Software quality rant

jwatte's picture

Last week-end, I lost the boot disk for my Linux server. Mostly, that server just serves as a file server for MP3 files, photos and ripped DVDs these days, but not being able to listen to music or watch movies does cramp your style a little bit.

I actually run most everything in redundant mode (RAID1 mirroring), so it should have been a simple thing to just remove the bad disk, keep the good mirror, and restart the system. Unfortunately, however, a md "soft RAID" device isn't actually recognized by the BIOS, and trying to re-install GRUB to boot from the second (non-lost) drive met with all kinds of mysterious and poorly documented failures. In the end, I put a small partition onto the bad disk (before the bad blocks) and re-ran GRUB in manual mode, and got the system up and running again.

Here's the first rant about software quality: The Ubuntu install disk, and GRUB, could not give me any kind of useful diagnostics when they didn't work. They just said "hey, it failed!" That's not... very useful. After going into the syslog and troubleshooting for a long while, I started piecing together what the problem might be, and after much trial-and-error, I came up with my own solution. Someone who hasn't run Linux for the last 13 years probably wouldn't have been as lucky.

## EXERCISES
#1 Copy the part of the Linux server rant between "I actually run" and "and running again.", inclusive.
#2 Take the Linux server rant further, picking up from its last sentence.

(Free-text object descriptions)
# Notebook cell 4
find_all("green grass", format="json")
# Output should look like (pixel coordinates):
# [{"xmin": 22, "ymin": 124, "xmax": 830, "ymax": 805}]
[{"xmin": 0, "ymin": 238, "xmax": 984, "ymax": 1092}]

## REPLIES
#1
I actually run most everything in redundant mode (RAID1 mirroring), so it should have been a simple thing to just remove the bad disk, keep the good mirror, and restart the system. Unfortunately, however, a md "soft RAID" device isn't actually recognized by the BIOS, and trying to re-install GRUB to boot from the second (non-lost) drive met with all kinds of mysterious and poorly documented failures. In the end, I put a small partition onto the bad disk (before the bad blocks) and re-ran GRUB in manual mode, and got the system up and running again.

#2
This week-end, I'm about to replace the six disks of small capacity (left through legacy) with a pair of 1.5 TB disks (Samsung eco disks for $99 each!) Samsung has a disk utility on their web site ("estools") which can burn to a bootable CD ROM, and be used to test the drives before putting them into production. That's generally a good thing! I wouldn't want to put in a drive, and then have to take it out again a day later.

I booted up the DOS based utility on my desktop machine (NVIDIA i650 chipset based), and started scanning one of the disks. That will take about three hours, so I shut down the Linux box and put in the second disk. Booting the DOS system, the estool quickly crashes with an access violation exception. Apparently, a module called int_ahci has trouble. (This board is based on Intel G33 AFAICR)
Searching on the web, I can only find one other user who has seen that problem == and that user didn't care; all he wanted to do was turn on SMART for the hard disk. Searching on Samsung's web site, there is no FAQ or other information about this problem. However, what's more troubling is that there's no contact information for support with their support tool. All they have is a form for RMA-ing a disk, which is not at all what I want to do.

So: There's a diagnostics tool that has not been tested with an Intel chipset that's two or three years old by now (and fairly common). There's no way to get support for what to do when this tool doesn't actually work. What's worse is that, by not having a conduit back into the company, Samsung will not learn about this bug in the tool, so it will remain there forever, even if they wanted to fix problems like these. Given that their hard drive partitioning tool ends support at Windows 2000, with only implicit support for Windows XP, and no support for Vista or Windows 7, it's unclear how much they'd care, anyway.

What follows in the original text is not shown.